(DATASET ENTRIES)

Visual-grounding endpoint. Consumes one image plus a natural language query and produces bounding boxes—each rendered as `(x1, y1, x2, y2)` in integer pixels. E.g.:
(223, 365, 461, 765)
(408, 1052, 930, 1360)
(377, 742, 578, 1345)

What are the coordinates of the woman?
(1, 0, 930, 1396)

(End DATASET ENTRIES)

Transcribe the data above exactly as it reads.

Visual-grounding endpoint. Consumes one image plus a natural language query and produces bounding boxes—each rendered as `(x1, y1, x2, y2)` in integer pixels. E.g.:
(223, 365, 461, 765)
(408, 1052, 930, 1360)
(377, 742, 578, 1345)

What are the coordinates of the woman?
(1, 0, 930, 1396)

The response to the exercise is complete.